▶ [PROBLEM TO WORK ON]:
What you return should be the lines from the first line of the records below through the line holding "Query: short sleeve shirt", unchanged.

---- SUPPLIED INFORMATION

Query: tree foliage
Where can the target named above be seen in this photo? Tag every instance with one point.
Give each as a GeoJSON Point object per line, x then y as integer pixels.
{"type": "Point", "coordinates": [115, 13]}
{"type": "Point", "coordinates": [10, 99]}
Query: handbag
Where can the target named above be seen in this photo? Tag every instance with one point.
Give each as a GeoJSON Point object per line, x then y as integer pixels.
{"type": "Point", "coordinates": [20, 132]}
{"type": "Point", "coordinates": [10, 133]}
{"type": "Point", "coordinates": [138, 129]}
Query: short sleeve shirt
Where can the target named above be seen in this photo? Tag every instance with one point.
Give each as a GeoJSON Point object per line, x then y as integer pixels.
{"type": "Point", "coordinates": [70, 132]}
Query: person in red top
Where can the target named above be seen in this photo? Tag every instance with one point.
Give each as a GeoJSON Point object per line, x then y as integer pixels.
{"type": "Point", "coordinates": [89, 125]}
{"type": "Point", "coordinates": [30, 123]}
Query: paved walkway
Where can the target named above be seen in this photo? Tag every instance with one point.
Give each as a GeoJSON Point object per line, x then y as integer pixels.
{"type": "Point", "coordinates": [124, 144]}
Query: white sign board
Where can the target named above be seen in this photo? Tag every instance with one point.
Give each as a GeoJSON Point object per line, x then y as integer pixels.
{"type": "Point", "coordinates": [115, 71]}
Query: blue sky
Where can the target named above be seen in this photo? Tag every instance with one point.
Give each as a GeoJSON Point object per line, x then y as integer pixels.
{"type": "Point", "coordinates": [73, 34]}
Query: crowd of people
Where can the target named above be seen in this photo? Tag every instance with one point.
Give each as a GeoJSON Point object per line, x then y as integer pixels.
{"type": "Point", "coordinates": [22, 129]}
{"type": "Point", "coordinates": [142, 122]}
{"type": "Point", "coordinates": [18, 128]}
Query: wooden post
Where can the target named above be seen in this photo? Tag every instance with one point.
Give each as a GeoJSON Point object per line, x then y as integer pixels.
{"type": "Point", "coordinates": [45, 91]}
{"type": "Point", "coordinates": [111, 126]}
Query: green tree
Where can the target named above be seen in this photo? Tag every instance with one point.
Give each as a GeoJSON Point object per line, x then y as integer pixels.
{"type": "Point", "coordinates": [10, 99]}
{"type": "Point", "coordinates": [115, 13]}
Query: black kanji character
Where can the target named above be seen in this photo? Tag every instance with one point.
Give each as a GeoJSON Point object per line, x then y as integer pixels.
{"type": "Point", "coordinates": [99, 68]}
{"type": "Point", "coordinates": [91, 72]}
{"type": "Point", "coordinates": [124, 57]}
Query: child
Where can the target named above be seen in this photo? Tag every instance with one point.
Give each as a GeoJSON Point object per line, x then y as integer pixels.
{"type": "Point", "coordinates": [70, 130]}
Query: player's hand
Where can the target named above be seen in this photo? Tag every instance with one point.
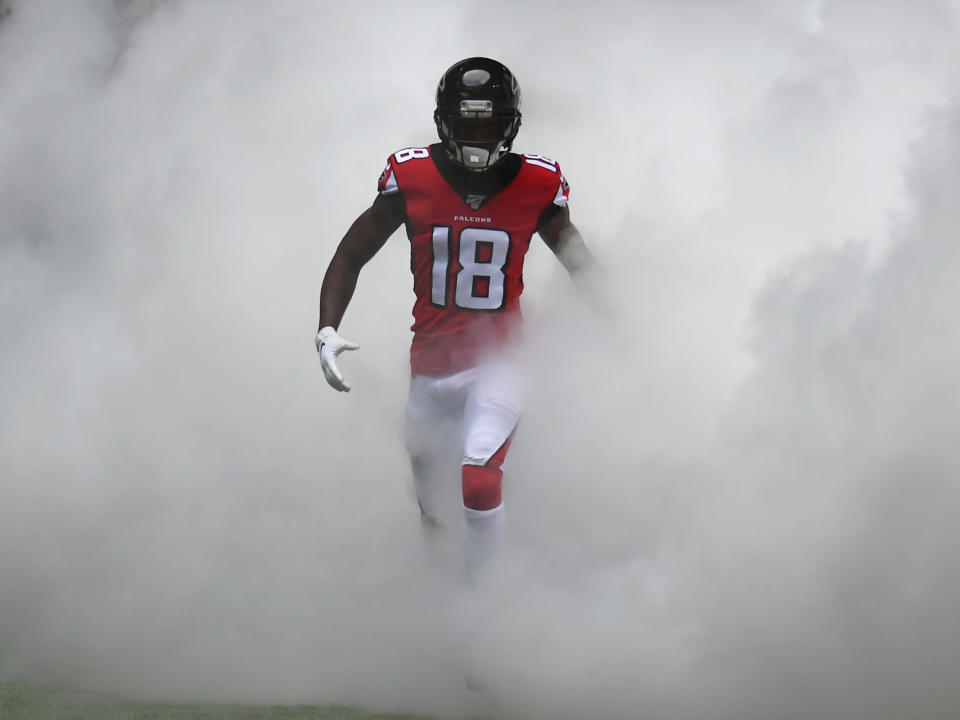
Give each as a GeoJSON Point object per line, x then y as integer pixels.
{"type": "Point", "coordinates": [329, 345]}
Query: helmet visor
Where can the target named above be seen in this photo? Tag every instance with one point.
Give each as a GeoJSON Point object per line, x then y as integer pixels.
{"type": "Point", "coordinates": [479, 130]}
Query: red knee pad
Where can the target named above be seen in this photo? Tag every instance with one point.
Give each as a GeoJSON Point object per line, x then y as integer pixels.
{"type": "Point", "coordinates": [481, 487]}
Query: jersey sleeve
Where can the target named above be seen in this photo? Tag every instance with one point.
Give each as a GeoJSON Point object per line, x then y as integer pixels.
{"type": "Point", "coordinates": [562, 196]}
{"type": "Point", "coordinates": [387, 184]}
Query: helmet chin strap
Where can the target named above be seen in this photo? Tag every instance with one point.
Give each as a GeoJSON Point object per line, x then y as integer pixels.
{"type": "Point", "coordinates": [474, 158]}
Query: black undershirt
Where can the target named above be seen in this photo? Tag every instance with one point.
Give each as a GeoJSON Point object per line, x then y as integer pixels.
{"type": "Point", "coordinates": [480, 187]}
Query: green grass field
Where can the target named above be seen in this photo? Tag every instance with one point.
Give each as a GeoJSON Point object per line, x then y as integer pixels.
{"type": "Point", "coordinates": [25, 702]}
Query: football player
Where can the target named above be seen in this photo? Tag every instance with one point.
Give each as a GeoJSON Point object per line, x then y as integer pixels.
{"type": "Point", "coordinates": [470, 207]}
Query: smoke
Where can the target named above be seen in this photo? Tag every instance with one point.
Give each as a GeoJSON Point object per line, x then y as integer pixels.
{"type": "Point", "coordinates": [730, 498]}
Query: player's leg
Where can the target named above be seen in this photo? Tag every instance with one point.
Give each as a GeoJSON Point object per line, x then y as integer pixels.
{"type": "Point", "coordinates": [491, 414]}
{"type": "Point", "coordinates": [425, 419]}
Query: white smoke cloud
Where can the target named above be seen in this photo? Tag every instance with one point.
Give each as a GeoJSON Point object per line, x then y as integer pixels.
{"type": "Point", "coordinates": [731, 500]}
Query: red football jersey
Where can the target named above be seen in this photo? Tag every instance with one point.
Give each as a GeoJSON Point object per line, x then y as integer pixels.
{"type": "Point", "coordinates": [467, 263]}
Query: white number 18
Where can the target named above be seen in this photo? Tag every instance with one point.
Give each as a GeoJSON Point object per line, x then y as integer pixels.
{"type": "Point", "coordinates": [479, 284]}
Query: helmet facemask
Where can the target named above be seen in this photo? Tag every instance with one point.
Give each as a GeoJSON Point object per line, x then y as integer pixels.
{"type": "Point", "coordinates": [478, 113]}
{"type": "Point", "coordinates": [475, 137]}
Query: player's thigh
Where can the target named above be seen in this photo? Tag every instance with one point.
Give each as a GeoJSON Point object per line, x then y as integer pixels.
{"type": "Point", "coordinates": [492, 410]}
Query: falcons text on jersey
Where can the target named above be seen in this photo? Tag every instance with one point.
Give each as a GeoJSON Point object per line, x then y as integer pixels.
{"type": "Point", "coordinates": [467, 245]}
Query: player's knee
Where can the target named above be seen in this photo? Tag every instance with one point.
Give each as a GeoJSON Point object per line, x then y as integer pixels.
{"type": "Point", "coordinates": [481, 487]}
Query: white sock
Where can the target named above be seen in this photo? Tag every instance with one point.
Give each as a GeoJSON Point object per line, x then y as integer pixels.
{"type": "Point", "coordinates": [483, 531]}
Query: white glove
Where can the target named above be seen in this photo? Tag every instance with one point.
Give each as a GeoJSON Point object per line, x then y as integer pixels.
{"type": "Point", "coordinates": [329, 345]}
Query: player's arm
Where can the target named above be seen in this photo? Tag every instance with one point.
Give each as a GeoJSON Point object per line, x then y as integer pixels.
{"type": "Point", "coordinates": [563, 238]}
{"type": "Point", "coordinates": [363, 240]}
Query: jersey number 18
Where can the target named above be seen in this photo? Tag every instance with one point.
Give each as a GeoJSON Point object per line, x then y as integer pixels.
{"type": "Point", "coordinates": [480, 284]}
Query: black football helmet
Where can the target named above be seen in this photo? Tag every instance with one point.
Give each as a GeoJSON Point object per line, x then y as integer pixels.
{"type": "Point", "coordinates": [478, 112]}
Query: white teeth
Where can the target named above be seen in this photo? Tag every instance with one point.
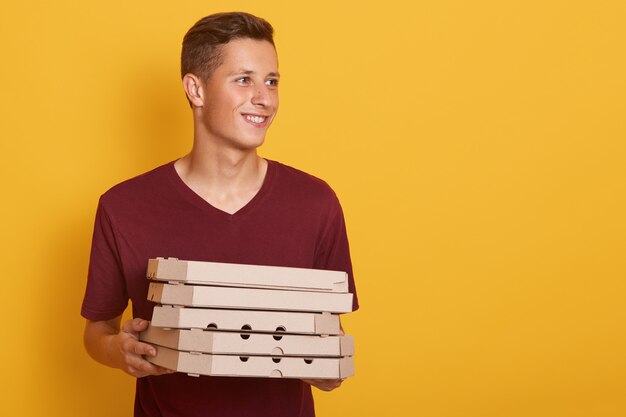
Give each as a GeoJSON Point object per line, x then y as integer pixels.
{"type": "Point", "coordinates": [255, 119]}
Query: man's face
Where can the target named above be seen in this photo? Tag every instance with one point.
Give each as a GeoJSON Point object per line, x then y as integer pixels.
{"type": "Point", "coordinates": [241, 97]}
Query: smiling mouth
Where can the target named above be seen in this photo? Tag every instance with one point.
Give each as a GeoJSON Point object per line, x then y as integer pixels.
{"type": "Point", "coordinates": [255, 119]}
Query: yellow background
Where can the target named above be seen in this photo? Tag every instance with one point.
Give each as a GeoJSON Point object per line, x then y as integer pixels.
{"type": "Point", "coordinates": [478, 149]}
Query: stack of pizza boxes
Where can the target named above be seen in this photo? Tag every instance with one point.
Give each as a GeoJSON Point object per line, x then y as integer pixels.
{"type": "Point", "coordinates": [248, 320]}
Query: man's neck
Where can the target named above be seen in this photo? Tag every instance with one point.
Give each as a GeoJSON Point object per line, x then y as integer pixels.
{"type": "Point", "coordinates": [226, 178]}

--------

▶ [OUTPUT FOR THIS TASK]:
Query: tree foliage
Where can the target named above be seen in this photo? Tag every instance with one point.
Give each as a GeoJSON Point object per line, x then y as integer pixels.
{"type": "Point", "coordinates": [115, 13]}
{"type": "Point", "coordinates": [10, 99]}
Query: handbag
Where can the target named above be seen in this photo? Tag every instance with one point.
Give each as a GeoJSON Point object per line, x then y as integer pixels.
{"type": "Point", "coordinates": [20, 132]}
{"type": "Point", "coordinates": [10, 133]}
{"type": "Point", "coordinates": [138, 129]}
Query: short sleeve shirt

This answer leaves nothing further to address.